**Task input**.

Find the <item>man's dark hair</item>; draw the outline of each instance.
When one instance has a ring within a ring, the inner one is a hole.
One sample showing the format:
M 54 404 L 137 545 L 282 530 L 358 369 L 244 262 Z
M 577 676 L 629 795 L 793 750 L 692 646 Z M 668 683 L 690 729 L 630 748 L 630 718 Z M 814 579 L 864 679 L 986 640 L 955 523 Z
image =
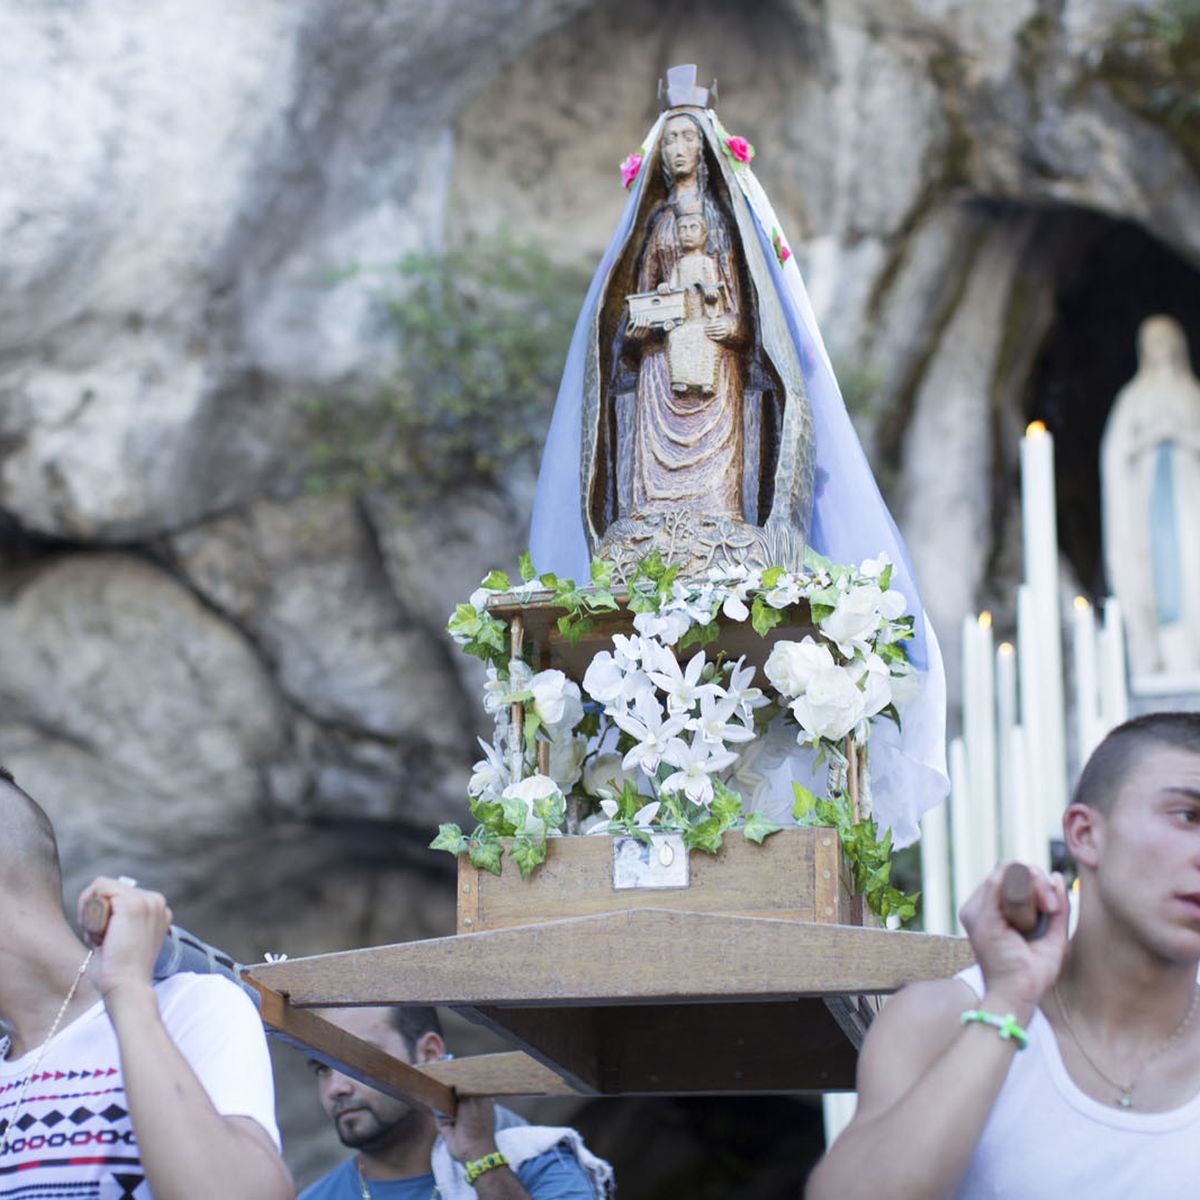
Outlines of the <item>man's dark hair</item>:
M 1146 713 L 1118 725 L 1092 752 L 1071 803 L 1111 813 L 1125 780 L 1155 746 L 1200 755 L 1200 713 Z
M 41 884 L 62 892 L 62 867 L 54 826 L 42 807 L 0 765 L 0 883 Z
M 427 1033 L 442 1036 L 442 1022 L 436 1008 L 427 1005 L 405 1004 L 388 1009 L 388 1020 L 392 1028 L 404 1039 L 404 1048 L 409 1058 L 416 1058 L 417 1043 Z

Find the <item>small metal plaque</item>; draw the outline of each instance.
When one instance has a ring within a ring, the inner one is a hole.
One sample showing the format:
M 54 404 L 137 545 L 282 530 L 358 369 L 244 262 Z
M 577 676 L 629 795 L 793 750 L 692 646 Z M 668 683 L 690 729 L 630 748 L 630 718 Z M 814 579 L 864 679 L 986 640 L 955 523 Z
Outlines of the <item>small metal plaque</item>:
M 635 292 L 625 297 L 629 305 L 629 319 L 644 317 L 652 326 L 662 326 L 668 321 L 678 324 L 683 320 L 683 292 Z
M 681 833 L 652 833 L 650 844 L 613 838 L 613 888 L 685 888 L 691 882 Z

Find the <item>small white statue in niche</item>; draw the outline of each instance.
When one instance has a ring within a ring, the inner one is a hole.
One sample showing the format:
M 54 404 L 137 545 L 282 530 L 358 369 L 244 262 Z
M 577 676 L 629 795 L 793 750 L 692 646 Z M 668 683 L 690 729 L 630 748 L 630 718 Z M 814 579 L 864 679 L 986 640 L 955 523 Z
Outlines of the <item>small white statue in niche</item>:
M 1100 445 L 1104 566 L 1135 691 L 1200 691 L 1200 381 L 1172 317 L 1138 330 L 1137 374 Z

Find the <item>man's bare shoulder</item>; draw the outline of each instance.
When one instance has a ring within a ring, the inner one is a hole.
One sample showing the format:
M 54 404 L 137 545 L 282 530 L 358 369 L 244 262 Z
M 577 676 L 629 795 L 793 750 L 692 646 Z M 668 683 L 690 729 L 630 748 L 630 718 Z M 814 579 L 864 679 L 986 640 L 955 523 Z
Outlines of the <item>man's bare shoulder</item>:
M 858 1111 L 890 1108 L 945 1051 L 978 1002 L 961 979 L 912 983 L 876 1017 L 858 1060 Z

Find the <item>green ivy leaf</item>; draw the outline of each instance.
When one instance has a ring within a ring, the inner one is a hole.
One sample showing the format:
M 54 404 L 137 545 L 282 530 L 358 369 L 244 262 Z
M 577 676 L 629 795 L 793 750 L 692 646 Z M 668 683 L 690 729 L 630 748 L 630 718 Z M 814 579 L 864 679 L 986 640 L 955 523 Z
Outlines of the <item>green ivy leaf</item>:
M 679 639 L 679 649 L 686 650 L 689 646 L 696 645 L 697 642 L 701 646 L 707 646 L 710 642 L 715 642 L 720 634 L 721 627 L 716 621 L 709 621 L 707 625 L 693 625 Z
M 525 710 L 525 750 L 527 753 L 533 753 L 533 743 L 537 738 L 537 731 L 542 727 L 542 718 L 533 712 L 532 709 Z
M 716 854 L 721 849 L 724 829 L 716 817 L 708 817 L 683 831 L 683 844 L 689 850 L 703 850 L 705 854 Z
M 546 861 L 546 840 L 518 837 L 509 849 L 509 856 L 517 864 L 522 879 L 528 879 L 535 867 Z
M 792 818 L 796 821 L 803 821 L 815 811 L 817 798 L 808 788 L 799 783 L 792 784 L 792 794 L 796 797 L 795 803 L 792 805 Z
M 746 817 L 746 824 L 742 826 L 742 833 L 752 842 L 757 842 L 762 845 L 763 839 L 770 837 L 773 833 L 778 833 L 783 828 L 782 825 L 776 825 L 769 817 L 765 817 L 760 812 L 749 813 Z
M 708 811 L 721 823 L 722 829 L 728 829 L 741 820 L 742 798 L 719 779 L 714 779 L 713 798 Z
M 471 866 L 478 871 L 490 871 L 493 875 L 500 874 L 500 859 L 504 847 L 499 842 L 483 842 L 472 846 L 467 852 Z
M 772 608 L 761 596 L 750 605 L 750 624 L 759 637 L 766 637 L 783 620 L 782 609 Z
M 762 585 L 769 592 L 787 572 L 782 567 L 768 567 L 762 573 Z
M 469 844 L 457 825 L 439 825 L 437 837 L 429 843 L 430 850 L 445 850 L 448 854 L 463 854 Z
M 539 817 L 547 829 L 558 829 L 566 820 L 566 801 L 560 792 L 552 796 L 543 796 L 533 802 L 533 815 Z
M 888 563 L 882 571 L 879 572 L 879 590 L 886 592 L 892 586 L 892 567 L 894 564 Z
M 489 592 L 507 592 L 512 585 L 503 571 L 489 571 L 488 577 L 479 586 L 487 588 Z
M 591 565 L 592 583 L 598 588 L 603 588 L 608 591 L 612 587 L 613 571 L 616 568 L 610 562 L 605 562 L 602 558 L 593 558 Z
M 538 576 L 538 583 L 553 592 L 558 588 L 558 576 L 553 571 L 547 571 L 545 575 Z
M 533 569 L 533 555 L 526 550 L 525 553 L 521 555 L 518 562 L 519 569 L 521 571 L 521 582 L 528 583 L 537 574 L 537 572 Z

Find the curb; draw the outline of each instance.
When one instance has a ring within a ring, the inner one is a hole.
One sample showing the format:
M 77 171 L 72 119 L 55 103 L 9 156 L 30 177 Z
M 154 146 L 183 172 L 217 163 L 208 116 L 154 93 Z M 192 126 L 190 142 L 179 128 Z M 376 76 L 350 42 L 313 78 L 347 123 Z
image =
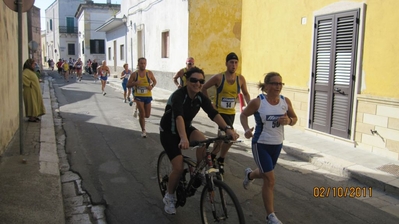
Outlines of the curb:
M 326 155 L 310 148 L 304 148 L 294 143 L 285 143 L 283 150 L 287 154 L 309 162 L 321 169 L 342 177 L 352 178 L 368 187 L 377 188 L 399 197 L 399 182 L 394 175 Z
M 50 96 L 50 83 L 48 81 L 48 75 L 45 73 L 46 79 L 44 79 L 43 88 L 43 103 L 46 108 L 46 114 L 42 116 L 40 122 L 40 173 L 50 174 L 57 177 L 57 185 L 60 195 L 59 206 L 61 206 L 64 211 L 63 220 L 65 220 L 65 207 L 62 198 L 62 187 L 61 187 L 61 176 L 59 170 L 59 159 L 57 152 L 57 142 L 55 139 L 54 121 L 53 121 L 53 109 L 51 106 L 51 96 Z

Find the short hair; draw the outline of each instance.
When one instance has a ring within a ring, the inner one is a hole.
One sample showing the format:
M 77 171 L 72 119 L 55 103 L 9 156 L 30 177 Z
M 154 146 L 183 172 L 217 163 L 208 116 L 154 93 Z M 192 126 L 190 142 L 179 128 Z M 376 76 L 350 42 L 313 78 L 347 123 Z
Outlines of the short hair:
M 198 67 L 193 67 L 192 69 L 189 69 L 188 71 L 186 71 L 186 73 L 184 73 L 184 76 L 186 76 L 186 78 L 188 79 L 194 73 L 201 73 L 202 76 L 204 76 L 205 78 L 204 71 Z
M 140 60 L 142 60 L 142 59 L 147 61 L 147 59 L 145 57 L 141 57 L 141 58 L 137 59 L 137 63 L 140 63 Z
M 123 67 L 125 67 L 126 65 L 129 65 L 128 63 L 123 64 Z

==

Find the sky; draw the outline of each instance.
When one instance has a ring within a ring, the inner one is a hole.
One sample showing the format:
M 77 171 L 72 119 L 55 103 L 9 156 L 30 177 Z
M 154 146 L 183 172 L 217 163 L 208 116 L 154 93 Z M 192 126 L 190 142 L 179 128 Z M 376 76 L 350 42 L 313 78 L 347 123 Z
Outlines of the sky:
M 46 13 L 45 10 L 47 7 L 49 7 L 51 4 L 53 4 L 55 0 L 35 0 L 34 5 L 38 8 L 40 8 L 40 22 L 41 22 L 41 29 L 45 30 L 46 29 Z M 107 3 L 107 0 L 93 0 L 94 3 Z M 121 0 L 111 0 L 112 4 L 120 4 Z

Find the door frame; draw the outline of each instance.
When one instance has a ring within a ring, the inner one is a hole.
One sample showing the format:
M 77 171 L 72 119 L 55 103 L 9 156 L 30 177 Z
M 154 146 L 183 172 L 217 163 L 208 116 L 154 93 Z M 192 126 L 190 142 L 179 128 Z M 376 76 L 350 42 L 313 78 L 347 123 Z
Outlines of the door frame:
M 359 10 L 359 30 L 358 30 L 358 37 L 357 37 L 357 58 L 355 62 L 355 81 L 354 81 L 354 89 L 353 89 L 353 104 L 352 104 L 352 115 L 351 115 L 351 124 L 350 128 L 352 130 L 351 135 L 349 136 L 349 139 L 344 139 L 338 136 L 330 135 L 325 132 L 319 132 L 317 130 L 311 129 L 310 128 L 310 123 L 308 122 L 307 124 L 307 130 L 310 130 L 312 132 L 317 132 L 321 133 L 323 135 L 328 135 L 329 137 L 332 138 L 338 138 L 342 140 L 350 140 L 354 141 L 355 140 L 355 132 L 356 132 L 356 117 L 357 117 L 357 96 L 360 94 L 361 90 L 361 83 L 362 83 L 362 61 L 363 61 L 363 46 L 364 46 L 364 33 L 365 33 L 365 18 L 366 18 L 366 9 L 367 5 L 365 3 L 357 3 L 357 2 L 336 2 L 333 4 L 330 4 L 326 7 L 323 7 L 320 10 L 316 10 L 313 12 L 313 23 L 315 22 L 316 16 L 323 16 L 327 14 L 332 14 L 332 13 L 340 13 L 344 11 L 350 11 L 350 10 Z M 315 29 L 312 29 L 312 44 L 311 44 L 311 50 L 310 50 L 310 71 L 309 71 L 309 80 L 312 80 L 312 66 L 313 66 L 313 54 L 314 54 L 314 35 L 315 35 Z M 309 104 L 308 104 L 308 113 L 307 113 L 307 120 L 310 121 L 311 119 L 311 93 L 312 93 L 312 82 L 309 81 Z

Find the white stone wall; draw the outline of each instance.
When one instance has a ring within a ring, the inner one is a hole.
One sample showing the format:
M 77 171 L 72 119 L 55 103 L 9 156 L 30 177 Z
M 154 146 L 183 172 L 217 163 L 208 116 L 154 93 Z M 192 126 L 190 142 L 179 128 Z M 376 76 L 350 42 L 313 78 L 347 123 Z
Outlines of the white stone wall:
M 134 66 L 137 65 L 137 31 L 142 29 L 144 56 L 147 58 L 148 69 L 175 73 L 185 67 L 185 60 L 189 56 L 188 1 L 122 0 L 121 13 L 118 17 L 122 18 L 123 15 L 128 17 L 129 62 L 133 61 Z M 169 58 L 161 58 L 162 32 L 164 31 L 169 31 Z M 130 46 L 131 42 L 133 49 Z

---

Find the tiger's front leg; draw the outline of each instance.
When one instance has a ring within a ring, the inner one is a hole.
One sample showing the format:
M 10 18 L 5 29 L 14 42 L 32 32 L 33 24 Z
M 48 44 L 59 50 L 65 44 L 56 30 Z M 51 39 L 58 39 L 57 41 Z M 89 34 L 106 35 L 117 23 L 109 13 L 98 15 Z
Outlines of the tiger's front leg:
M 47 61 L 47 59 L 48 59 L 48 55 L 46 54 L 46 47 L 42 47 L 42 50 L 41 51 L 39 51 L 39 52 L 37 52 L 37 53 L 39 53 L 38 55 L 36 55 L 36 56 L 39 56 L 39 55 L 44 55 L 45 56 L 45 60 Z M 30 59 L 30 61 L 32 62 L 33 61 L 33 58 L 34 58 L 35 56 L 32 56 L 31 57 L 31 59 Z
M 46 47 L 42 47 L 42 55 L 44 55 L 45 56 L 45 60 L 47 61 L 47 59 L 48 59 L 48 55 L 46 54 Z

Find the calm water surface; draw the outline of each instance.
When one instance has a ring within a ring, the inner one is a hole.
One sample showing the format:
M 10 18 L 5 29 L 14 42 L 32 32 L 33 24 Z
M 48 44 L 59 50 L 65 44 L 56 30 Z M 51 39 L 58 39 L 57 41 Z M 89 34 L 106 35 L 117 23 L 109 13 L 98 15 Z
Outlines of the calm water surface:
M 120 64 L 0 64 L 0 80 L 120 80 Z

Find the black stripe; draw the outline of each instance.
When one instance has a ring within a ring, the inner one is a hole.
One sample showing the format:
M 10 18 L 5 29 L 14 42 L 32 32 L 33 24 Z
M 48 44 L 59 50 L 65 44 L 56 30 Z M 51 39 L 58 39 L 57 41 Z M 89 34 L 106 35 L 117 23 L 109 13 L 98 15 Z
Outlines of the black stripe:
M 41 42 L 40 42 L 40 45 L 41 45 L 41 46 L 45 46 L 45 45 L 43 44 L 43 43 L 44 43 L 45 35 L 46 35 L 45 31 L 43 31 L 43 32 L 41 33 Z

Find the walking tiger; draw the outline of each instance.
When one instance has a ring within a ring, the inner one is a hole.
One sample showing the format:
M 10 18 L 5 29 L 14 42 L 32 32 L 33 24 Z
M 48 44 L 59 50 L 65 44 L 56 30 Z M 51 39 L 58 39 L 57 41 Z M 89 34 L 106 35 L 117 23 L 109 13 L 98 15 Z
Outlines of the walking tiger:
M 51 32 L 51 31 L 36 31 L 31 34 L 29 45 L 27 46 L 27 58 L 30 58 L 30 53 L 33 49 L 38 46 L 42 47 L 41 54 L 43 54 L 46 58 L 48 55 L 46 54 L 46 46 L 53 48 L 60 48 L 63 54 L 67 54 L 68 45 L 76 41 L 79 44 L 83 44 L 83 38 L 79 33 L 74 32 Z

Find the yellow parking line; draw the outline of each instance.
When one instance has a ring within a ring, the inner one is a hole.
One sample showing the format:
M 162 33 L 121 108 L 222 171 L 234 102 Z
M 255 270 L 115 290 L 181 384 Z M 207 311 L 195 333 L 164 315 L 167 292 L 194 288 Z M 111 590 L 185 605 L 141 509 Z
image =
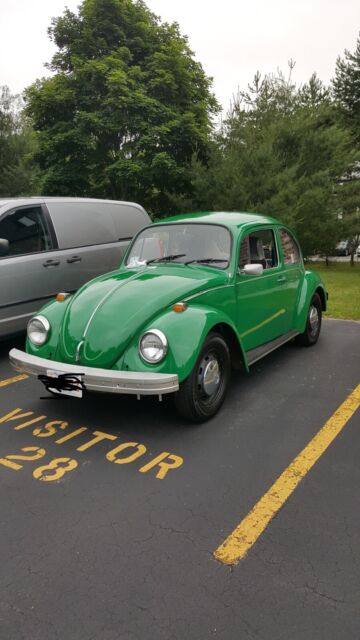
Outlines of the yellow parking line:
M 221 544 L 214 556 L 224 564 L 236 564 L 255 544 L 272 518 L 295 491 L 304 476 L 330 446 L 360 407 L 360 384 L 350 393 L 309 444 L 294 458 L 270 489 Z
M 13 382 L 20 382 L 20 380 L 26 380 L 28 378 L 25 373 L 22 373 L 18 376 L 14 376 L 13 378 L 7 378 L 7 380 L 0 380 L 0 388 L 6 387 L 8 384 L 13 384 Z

**Activity**. Look above for the line with "Find the <item>small metal" and the line with "Find the <item>man's bare". Retype those two lines and every line between them exactly, adding nothing.

**Solution for this task**.
Find the <item>small metal plaque</item>; draw the outline of each instance.
When one instance has a ring within a ring, the inner one is a hole.
One sample showing the format:
M 54 404 L 137 545 L 282 530 L 358 369 L 244 262 Z
M 577 676 L 629 795 L 793 750 L 692 646 Z M 668 683 L 690 729 L 630 748 L 630 718 Z M 814 579 L 864 679 L 986 640 L 955 523 Z
Outlines of the <item>small metal plaque</item>:
M 635 292 L 625 297 L 629 305 L 629 319 L 644 317 L 652 326 L 662 326 L 668 321 L 678 324 L 683 320 L 683 292 Z
M 681 833 L 652 833 L 650 844 L 613 838 L 613 888 L 685 888 L 691 882 Z

Find the <item>small white statue in niche</item>; draw the outline of each instance.
When one instance has a ring within a ring, the inner one is a hole.
One sample showing the format:
M 54 404 L 137 545 L 282 530 L 358 369 L 244 262 Z
M 577 676 L 629 795 L 793 750 L 692 646 Z M 668 683 L 690 729 L 630 748 L 630 718 Z M 814 579 L 864 679 L 986 640 L 955 523 Z
Outlines of the <item>small white statue in niche</item>:
M 1100 445 L 1104 566 L 1135 691 L 1200 691 L 1200 381 L 1172 317 L 1138 330 L 1137 374 Z

Find the <item>man's bare shoulder</item>; draw the outline of each instance.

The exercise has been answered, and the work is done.